_本文:_
• • • • •
No.672
1月27日から公開の映画「ミスタームーンライト~1966 ザ・ビートルズ武道館公演 みんなで見た夢~」をコロナシネマワールド小倉で観ました。ザ・ビートルズが初来日した1966年は、わが社が創立した年でもあります。この映画では、知らなかった事実の波状攻撃に驚くとともに大いに感動しました。ドキュメンタリー映画の大傑作です!
ヤフー映画の「解説」には、こう書かれています。
「ザ・ビートルズの日本武道館公演を題材にしたドキュメンタリー。ザ・ビートルズがどのようにして日本で人気を獲得し、日本武道館公演を実現させたのかを、関係者などの証言を通して辿っていく。監督を務めるのは『情熱大陸』や『プロフェッショナル 仕事の流儀』などのテレビドキュメンタリーのディレクターを務めてきた東考育」
• • • • •
_演習用資料:_
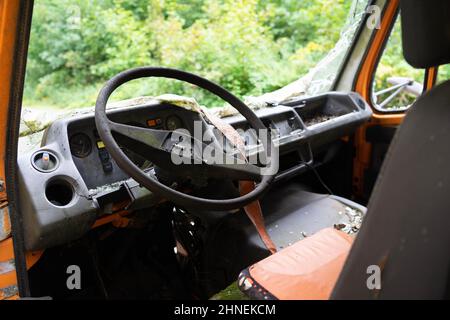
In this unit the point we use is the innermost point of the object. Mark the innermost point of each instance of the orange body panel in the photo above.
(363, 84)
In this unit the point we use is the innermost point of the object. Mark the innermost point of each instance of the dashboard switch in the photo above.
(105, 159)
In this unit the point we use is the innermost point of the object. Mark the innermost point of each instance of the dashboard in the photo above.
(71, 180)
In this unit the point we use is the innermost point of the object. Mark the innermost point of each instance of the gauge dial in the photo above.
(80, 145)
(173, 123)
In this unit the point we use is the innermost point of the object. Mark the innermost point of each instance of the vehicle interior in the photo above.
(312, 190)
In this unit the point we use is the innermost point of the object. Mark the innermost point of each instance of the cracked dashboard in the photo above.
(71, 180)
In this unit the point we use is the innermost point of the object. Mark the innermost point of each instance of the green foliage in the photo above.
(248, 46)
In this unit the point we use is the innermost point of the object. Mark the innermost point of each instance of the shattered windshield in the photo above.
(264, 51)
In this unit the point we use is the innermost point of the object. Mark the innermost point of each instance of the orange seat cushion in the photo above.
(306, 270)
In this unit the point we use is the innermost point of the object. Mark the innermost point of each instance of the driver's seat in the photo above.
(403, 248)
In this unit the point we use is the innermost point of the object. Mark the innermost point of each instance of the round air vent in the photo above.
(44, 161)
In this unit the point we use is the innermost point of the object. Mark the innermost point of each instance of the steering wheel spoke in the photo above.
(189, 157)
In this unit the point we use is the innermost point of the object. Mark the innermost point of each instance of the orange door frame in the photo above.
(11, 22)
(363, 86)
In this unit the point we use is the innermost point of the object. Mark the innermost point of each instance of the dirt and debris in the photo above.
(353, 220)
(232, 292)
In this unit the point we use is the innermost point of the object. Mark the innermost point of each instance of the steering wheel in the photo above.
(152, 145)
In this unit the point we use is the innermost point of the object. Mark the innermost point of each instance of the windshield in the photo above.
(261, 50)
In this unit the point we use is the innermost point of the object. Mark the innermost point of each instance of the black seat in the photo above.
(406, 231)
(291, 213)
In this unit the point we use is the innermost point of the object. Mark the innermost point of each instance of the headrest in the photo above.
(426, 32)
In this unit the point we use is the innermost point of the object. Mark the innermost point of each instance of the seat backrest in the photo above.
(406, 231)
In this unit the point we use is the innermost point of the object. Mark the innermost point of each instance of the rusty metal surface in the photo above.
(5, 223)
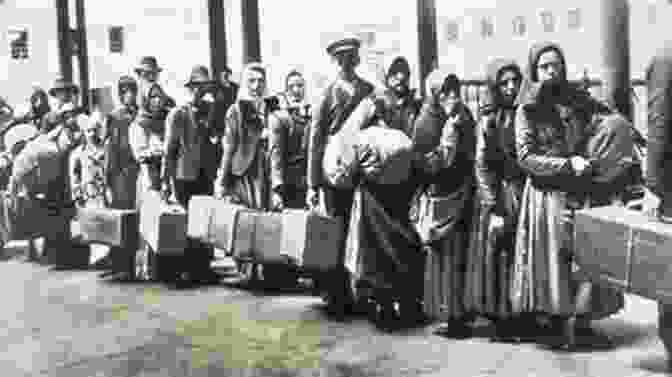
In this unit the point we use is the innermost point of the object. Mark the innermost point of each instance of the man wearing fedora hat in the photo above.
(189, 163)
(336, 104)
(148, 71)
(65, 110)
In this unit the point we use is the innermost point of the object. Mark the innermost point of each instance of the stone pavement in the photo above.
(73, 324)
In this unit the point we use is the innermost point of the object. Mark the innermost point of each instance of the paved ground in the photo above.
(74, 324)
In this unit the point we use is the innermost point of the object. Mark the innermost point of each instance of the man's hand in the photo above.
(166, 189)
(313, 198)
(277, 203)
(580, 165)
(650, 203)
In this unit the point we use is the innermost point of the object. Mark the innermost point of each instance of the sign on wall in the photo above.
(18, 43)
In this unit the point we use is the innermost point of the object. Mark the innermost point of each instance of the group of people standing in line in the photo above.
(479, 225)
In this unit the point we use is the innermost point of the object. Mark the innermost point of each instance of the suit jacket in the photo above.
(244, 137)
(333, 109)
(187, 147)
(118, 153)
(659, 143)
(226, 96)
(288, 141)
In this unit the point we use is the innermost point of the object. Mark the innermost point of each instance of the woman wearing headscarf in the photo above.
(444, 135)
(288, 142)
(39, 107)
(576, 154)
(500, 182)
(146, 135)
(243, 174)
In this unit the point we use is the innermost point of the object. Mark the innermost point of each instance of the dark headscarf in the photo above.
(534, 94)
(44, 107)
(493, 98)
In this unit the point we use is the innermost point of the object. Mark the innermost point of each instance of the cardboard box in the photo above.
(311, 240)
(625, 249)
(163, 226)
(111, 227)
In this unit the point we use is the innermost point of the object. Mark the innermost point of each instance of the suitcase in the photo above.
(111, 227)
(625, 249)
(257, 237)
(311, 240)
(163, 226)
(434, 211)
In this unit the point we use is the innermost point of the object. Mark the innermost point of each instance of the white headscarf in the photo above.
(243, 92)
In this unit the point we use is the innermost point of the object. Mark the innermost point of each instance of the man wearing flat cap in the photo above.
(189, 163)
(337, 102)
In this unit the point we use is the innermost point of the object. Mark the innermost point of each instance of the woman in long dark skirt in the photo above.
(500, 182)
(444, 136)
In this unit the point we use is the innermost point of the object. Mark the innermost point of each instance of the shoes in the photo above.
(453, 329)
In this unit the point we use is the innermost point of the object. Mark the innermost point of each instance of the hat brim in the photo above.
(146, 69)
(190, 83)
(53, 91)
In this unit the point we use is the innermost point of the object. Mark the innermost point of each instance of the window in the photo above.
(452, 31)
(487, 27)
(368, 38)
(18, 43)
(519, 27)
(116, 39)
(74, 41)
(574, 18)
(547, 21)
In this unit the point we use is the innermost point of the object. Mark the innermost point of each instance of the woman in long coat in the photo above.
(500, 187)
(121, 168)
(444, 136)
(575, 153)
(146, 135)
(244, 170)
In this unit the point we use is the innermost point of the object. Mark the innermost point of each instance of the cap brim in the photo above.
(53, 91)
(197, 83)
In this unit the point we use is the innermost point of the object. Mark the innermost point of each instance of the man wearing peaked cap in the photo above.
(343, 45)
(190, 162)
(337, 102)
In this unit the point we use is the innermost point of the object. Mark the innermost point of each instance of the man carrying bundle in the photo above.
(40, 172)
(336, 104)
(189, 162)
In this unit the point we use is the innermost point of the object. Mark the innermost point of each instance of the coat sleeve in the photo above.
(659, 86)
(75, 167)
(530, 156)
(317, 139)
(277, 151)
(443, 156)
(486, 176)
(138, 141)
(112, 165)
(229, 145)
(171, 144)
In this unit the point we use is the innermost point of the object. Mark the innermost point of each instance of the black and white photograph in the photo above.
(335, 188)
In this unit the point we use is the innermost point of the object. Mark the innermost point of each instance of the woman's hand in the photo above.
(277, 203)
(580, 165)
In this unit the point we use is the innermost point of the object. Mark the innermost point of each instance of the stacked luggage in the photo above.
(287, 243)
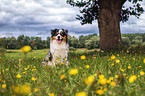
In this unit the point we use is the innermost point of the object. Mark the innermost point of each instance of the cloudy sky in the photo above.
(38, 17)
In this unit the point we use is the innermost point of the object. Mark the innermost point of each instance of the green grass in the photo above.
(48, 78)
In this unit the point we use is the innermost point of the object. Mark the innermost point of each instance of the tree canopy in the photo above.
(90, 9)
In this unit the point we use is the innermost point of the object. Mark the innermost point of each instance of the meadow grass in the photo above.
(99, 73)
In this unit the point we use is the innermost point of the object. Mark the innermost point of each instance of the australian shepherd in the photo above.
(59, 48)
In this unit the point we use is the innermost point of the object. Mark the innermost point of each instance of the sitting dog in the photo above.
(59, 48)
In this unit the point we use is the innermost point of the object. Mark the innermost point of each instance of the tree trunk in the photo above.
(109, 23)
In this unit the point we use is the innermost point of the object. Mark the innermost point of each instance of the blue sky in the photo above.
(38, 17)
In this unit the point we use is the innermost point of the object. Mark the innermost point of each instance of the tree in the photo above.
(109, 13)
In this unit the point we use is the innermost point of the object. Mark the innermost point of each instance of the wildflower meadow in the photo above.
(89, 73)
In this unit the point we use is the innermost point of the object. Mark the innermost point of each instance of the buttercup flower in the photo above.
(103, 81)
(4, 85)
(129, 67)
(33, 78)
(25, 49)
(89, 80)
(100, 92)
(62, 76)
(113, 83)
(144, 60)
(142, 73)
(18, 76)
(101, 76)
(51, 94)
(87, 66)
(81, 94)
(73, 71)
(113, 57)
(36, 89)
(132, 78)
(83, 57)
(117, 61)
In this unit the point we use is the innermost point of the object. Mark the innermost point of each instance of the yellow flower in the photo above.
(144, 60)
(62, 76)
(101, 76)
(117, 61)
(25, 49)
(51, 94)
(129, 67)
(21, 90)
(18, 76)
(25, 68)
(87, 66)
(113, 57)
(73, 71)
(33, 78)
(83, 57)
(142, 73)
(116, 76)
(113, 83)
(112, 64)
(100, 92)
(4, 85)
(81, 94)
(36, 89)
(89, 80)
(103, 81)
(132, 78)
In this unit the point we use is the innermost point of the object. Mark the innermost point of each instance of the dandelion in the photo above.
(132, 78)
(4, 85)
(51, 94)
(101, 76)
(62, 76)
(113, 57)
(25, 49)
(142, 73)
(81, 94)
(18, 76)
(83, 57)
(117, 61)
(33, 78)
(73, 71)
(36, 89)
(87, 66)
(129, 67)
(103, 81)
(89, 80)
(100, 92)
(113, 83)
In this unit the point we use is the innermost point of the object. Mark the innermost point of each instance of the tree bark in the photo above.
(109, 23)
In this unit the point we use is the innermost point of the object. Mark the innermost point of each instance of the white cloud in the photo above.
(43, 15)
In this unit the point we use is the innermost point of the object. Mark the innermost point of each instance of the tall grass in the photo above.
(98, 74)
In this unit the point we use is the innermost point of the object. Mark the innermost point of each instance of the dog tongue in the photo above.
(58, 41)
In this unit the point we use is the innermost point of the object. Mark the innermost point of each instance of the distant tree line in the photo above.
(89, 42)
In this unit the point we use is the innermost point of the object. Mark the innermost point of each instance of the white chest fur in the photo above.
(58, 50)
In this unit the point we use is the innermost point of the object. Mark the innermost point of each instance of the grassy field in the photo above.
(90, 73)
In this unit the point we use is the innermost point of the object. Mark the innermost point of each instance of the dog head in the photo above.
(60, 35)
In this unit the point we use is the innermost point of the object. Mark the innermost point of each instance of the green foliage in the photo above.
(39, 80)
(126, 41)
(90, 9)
• • • • •
_課題:_
• A. 本文の一文「ザ・ビートルズが初来日した1966年は、わが社が創立した年でもあります。」を英語に訳せ。
• B. リストの中で文字列「white」を含む行はいくつあるか、数だけを答えよ。大文字と小文字は区別する。

_解答:_
• A. The year 1966, when the Beatles first came to Japan, is also the year our company was founded.

• B. 4